▶ EXERCISE PASSAGE:
────

Robots, blockchain, and high-tech plankton might soon be producing food for British Columbians.

The B.C. government last week announced $7.5 million in funding to support 21 agritech companies in the province. Agritech — a suite of technologies that includes robotics, artificial intelligence, and vertical farms — is a fast-growing sector, with analysts expecting it to reach about US$18 billion globally by 2022.

The province’s so-called “concierge” program will help connect these businesses to investment capital, navigate government funding programs, and find land — including protected agricultural land.

“The pandemic has reinforced the importance of food security and the role of the B.C. agricultural sector,” said B.C.'s Jobs, Economic Recovery, and Innovation Minister Ravi Kahlon. “The food system was feeling extreme pressure, and for us as a government, we want to ensure we’re pandemic-proof (and) able to produce the food we need to shorten the supply chain, so we don’t need to feel that pressure again.”

The recent announcement follows a controversial January 2020 report written by a provincial food security task force that argued B.C.’s future food security lies in agritech. Food advocates and academics in the province were unconvinced: By March 2020, they had issued a rebuttal noting social, economic, and sustainability issues with the approach.

Many B.C. farmers already struggle to make ends meet, in part because of the high costs of farmland. Few farmers have affordable access to arable land, and the rebuttal’s authors noted that allowing labs, manufacturing facilities, or other agritech infrastructure on the province’s limited and legally protected farmland could further push up these prices, making farmland primarily accessible to companies or wealthy individuals.

Beyond the farmland issue, the authors said that prioritizing expensive, energy-intensive agritech projects without offering equivalent supports for farmers using less tech-heavy sustainable farming techniques like agroecology would do little for B.C. food security or sustainability.

It’s a debate that goes beyond B.C.

Food is responsible for between 21 per cent and 37 per cent of human-caused greenhouse gas emissions, according to the Intergovernmental Panel on Climate Change, and is driving biodiversity loss. With the global population expected to exceed 10 billion by 2100, change is needed; whether agritech, agroecology — or a combination of both — is the solution remains unclear.

"I think it’s a mistake to identify a particular (agritech) solution and then get excited about that rather than figuring out what’s the best way to solve that problem," said Michael Bomford, professor of sustainable agriculture @KwantlenU

“There are places we can … create more sustainable agriculture and food systems using new technologies. We just want to approach them with caution and not assume they are solutions in and of themselves,” said Michael Bomford, professor of sustainable agriculture and food systems at Kwantlen Polytechnic University and co-author on the March 2020 rebuttal.

“I would far rather identify the problems and look at the best way to solve those problems then critically evaluate our success … I think it’s a mistake to identify a particular (agritech) solution and then get excited about that rather than figuring out what’s the best way to solve that problem. It might be new tech, it might be old tech, it might be ancient knowledge.”

For instance, some farming practices can boost carbon sequestration and biodiversity, he noted, while new research suggests smaller farms with a diversity of crops have higher yields per acre than industrial agriculture. Technology that can bolster these approaches — instead of inventing new ones — would have more benefits for less cost, he said.

“As we start to explore growing things in shipping containers, or in vertical farms — situations that a lot of people seem to get very excited about — (we need to) look at the full cost of supporting those systems,” he said.

────

[Dataset entries]

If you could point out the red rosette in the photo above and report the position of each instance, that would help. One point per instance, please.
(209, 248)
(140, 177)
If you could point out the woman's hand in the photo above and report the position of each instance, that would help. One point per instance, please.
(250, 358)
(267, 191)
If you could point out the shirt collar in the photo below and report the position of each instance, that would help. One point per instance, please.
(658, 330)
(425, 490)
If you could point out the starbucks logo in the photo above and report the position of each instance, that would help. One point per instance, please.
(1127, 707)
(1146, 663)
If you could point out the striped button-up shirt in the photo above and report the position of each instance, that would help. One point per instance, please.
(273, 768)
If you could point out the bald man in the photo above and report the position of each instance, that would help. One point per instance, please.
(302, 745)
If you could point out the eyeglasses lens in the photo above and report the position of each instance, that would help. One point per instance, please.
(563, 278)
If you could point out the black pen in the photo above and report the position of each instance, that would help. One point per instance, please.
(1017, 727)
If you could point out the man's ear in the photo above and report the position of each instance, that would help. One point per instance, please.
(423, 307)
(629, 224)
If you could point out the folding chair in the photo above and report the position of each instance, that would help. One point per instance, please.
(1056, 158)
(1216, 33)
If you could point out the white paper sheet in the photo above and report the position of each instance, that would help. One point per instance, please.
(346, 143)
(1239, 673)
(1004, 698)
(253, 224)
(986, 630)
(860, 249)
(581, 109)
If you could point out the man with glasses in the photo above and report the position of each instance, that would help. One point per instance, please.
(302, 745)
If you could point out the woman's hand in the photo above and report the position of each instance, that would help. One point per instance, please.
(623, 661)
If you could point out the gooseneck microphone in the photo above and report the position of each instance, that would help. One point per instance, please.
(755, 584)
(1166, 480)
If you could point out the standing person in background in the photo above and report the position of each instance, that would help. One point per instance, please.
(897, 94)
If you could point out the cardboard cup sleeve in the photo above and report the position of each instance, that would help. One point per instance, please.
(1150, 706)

────

▶ PROBLEM DESCRIPTION:
In one to three sentences, please explain why the rebuttal's authors objected to permitting agritech infrastructure on B.C.'s protected farmland, according to the article on B.C. agritech funding. The records stand apart from the article and have no connection to it.

▶ RESULT OF THIS TASK:
They argued that allowing labs, manufacturing facilities, or other agritech infrastructure on the province's limited, legally protected farmland could drive farmland prices even higher. Prices are already part of why many B.C. farmers struggle to make ends meet. Higher prices would make farmland accessible mainly to companies or wealthy individuals.